Task prompt: In the records below, copy out word for word the part that opens with the line containing "Practice step: put one dot on the white advertising" and runs through the end of the records, leaving the pictures out.

━━━━━━━━━━━━━━━━━━━━

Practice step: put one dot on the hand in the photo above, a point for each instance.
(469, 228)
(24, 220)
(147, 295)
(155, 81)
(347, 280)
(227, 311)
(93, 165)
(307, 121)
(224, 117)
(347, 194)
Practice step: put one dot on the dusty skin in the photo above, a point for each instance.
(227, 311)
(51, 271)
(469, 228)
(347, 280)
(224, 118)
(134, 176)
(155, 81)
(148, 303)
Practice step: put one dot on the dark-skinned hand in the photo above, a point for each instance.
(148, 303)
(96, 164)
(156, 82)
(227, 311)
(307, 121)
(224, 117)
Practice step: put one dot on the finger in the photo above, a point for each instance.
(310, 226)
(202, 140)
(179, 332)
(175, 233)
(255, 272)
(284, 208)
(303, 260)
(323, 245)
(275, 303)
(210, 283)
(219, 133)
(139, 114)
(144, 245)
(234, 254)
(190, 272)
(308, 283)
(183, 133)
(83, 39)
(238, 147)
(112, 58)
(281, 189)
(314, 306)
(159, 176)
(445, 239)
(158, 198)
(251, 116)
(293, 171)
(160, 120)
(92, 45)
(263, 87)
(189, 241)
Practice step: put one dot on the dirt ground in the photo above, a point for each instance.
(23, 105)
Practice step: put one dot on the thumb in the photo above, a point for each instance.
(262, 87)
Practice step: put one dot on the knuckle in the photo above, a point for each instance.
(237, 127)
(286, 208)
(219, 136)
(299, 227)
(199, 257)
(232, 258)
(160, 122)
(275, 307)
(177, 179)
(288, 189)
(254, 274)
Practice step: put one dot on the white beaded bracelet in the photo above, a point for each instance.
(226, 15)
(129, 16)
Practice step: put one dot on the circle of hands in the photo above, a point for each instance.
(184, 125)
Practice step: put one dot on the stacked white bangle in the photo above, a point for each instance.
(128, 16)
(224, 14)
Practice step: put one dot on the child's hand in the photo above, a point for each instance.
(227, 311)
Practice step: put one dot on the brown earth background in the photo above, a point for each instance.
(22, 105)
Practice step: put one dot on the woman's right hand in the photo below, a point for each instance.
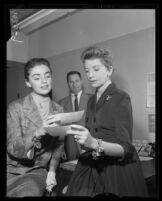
(40, 132)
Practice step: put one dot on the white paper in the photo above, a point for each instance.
(57, 130)
(65, 118)
(69, 117)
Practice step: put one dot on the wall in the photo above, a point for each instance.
(134, 57)
(88, 27)
(16, 87)
(18, 51)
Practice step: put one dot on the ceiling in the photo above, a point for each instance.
(30, 20)
(24, 13)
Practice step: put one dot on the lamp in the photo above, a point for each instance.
(14, 25)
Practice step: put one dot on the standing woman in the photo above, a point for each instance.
(110, 165)
(32, 154)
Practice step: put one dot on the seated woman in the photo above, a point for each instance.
(111, 165)
(32, 154)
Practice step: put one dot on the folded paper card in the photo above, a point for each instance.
(65, 118)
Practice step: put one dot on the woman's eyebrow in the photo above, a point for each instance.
(36, 74)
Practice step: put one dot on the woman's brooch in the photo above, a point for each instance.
(108, 97)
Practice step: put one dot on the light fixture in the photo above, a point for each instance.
(14, 25)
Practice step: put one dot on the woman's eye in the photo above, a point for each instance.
(36, 78)
(96, 69)
(48, 76)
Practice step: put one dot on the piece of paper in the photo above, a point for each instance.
(69, 117)
(57, 130)
(65, 118)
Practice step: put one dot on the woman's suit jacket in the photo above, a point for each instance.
(23, 119)
(110, 120)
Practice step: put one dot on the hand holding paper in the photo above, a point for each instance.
(51, 121)
(57, 121)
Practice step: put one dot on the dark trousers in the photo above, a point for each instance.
(27, 185)
(72, 148)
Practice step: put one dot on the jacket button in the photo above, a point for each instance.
(96, 129)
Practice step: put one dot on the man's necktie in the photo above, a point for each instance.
(76, 106)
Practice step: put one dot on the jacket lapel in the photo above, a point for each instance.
(31, 111)
(69, 103)
(105, 96)
(83, 101)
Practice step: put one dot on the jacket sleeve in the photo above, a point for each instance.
(17, 144)
(124, 125)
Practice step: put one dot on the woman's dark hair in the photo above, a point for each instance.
(95, 52)
(73, 73)
(34, 62)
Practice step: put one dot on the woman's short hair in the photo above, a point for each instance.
(35, 62)
(95, 52)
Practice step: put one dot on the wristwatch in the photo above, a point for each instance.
(99, 151)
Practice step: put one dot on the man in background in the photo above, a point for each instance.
(75, 101)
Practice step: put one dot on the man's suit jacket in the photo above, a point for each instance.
(66, 103)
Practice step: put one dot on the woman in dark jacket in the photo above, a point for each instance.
(111, 164)
(32, 154)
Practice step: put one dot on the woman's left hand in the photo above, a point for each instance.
(50, 180)
(82, 135)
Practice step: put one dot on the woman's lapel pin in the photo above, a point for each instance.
(108, 97)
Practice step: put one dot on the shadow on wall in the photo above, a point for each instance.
(138, 133)
(120, 82)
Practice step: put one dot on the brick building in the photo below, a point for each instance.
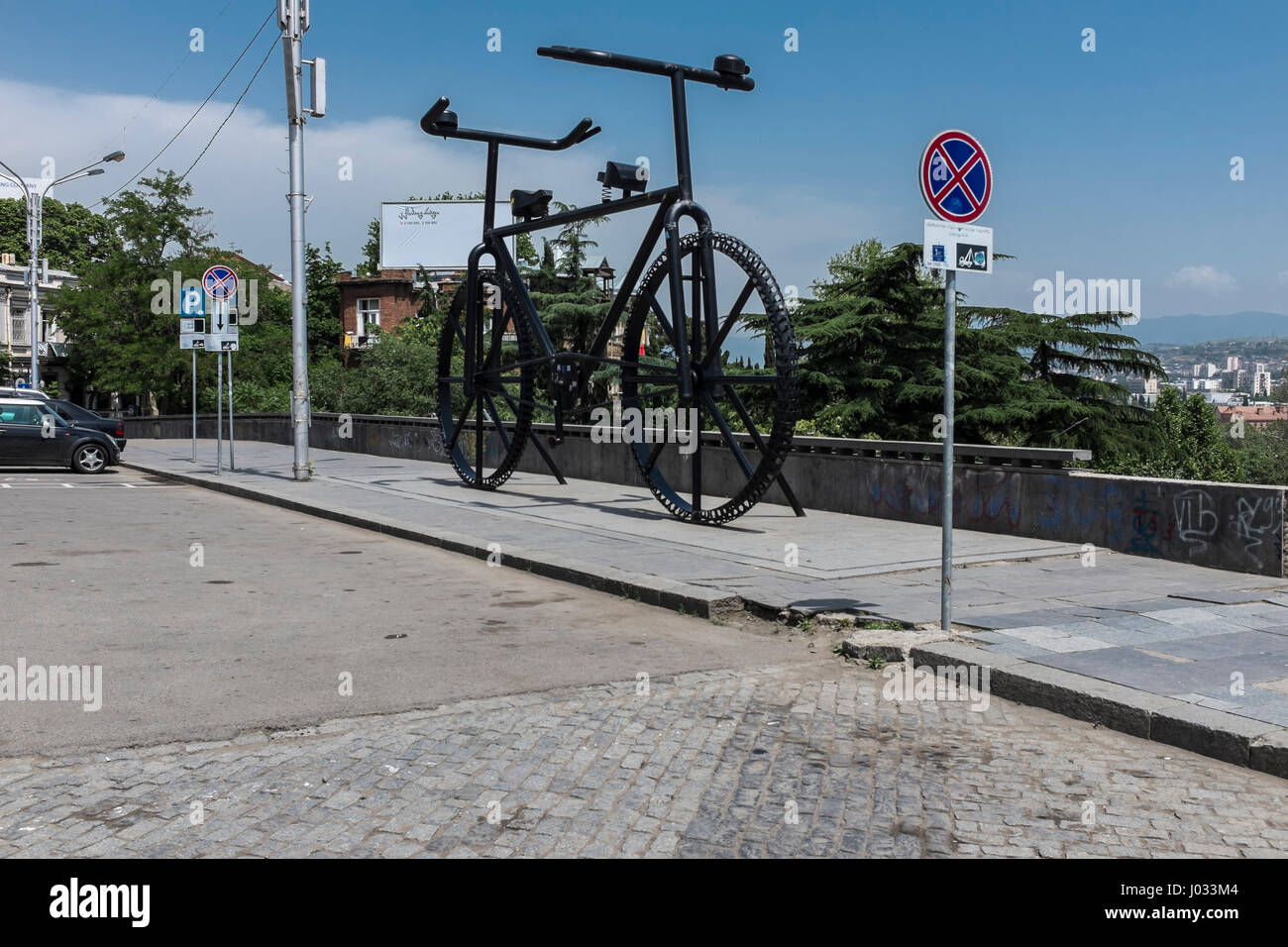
(1253, 415)
(386, 300)
(376, 302)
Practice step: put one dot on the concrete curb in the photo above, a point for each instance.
(653, 590)
(1163, 719)
(1262, 746)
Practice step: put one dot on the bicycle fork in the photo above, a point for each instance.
(700, 317)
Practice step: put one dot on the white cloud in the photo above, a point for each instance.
(243, 178)
(1206, 278)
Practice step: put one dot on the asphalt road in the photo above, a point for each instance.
(279, 608)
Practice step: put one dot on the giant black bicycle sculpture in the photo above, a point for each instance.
(496, 352)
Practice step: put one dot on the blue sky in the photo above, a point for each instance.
(1113, 163)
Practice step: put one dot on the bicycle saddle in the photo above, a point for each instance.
(527, 205)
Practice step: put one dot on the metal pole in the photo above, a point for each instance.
(219, 416)
(945, 569)
(232, 437)
(299, 318)
(34, 206)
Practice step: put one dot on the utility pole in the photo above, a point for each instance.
(35, 204)
(292, 17)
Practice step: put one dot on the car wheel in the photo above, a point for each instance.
(89, 459)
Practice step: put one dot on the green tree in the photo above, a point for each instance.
(871, 359)
(72, 236)
(1070, 360)
(1185, 440)
(322, 305)
(120, 341)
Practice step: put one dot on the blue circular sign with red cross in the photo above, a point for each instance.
(219, 282)
(956, 178)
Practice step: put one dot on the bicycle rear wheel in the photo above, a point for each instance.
(742, 368)
(485, 423)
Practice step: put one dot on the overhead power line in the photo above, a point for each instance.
(262, 63)
(158, 93)
(146, 166)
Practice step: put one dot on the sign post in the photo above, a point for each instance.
(232, 437)
(192, 335)
(957, 183)
(220, 285)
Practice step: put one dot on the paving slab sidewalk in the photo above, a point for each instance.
(1173, 652)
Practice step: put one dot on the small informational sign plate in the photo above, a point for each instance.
(192, 334)
(222, 326)
(964, 248)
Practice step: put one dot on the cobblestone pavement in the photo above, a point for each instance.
(802, 761)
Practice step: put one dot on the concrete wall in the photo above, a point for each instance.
(1223, 526)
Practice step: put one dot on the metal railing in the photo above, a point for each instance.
(930, 451)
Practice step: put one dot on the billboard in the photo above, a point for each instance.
(9, 191)
(434, 235)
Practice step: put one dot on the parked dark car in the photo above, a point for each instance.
(84, 418)
(33, 434)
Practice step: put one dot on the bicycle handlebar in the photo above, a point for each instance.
(656, 67)
(432, 124)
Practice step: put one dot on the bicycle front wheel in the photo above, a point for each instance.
(741, 365)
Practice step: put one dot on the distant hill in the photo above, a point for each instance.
(1183, 330)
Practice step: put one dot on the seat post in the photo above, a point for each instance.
(489, 192)
(682, 137)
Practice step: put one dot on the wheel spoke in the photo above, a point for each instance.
(652, 457)
(730, 320)
(696, 463)
(496, 419)
(728, 434)
(460, 424)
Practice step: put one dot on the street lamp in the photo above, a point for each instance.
(35, 231)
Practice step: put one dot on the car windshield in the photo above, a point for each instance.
(27, 414)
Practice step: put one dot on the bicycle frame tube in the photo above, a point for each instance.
(706, 262)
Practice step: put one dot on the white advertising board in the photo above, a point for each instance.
(434, 235)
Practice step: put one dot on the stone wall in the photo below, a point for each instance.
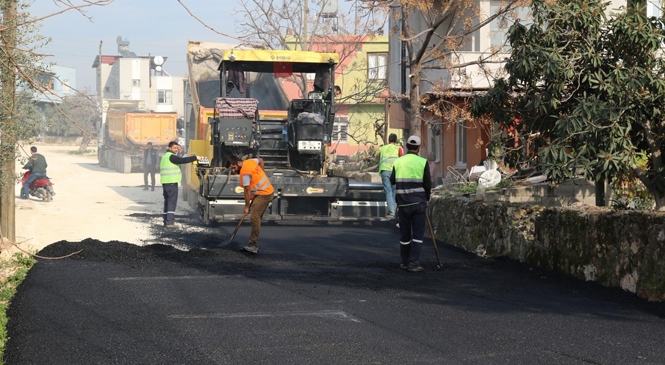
(615, 248)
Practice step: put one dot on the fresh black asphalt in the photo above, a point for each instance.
(315, 294)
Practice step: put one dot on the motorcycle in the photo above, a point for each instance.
(41, 188)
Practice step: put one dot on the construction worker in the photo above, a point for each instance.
(413, 186)
(388, 154)
(169, 176)
(150, 159)
(258, 194)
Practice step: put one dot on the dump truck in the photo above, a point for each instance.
(126, 129)
(237, 105)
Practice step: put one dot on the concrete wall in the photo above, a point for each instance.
(614, 248)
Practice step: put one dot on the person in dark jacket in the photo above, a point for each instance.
(413, 186)
(150, 165)
(169, 176)
(37, 166)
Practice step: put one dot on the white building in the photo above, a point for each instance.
(127, 76)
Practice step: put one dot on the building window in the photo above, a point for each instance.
(377, 66)
(164, 97)
(460, 144)
(341, 130)
(499, 26)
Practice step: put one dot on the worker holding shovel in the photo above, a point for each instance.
(413, 186)
(258, 194)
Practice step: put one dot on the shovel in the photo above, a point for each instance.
(431, 233)
(233, 235)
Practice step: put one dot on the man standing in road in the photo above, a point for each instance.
(37, 166)
(169, 176)
(388, 154)
(413, 184)
(258, 194)
(150, 160)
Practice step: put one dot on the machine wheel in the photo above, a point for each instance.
(46, 196)
(126, 163)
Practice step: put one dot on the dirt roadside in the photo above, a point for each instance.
(90, 202)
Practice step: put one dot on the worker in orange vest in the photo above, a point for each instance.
(258, 194)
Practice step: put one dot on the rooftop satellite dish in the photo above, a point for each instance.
(489, 178)
(158, 61)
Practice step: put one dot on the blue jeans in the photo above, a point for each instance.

━━━━━━━━━━━━━━━━━━━━

Final answer:
Practice step: put one dot on the white advertising board in the photo above, a point for each instance.
(434, 235)
Practice step: put one dot on the stone wall in the photo below, a point for each instance.
(615, 248)
Practice step: put one dot on the fresh black asphalt in the photo above, a point for each instance.
(315, 294)
Practice step: put one dot on the motorcycle in the photo above, a point for each instance.
(41, 188)
Practice step: put one dot on the construction worker in the photo above, a point for each instance.
(413, 186)
(388, 154)
(169, 176)
(150, 159)
(258, 194)
Practice step: put one dot on the dump truck in the photo above, a point for each instance.
(126, 129)
(237, 105)
Practice step: put one dot on the concrete wall in the photo above, a point for each instance.
(614, 248)
Practice step: put one dot on the person in dark jacket in the photo above, a point for each instance.
(413, 186)
(150, 165)
(169, 176)
(37, 166)
Practice step: put one dot on the white building in the photo above, a point for each instance.
(127, 76)
Practice step: put one dot on the building window in the photo above, a point for each instance.
(377, 66)
(164, 97)
(460, 144)
(341, 130)
(499, 26)
Practice step: put one dot on the worker holding shovel in the photo above, a point for each instance.
(413, 186)
(258, 194)
Practice step: put one dot on the shovel in the photo above, a point for each instance.
(431, 233)
(233, 235)
Practice step: put one dot on the man standing in road in the photo above, a point for each instance.
(37, 166)
(169, 176)
(388, 154)
(413, 184)
(258, 194)
(150, 160)
Practice step: put one dot on the machine wheel in the photo above, a point for each instance.
(46, 196)
(126, 163)
Practice step: put one dot on the dirt roadside in the photo above, a point for each instance.
(90, 202)
Practice step: put one dot on the worker in orange vest in the photo above, a point for each instance.
(258, 194)
Practice step: put one dot on the rooftop satellite dish in the photo above, a point for each instance.
(489, 178)
(158, 61)
Practice step: put one dot on the blue jeans in the photo above, a point for each instance.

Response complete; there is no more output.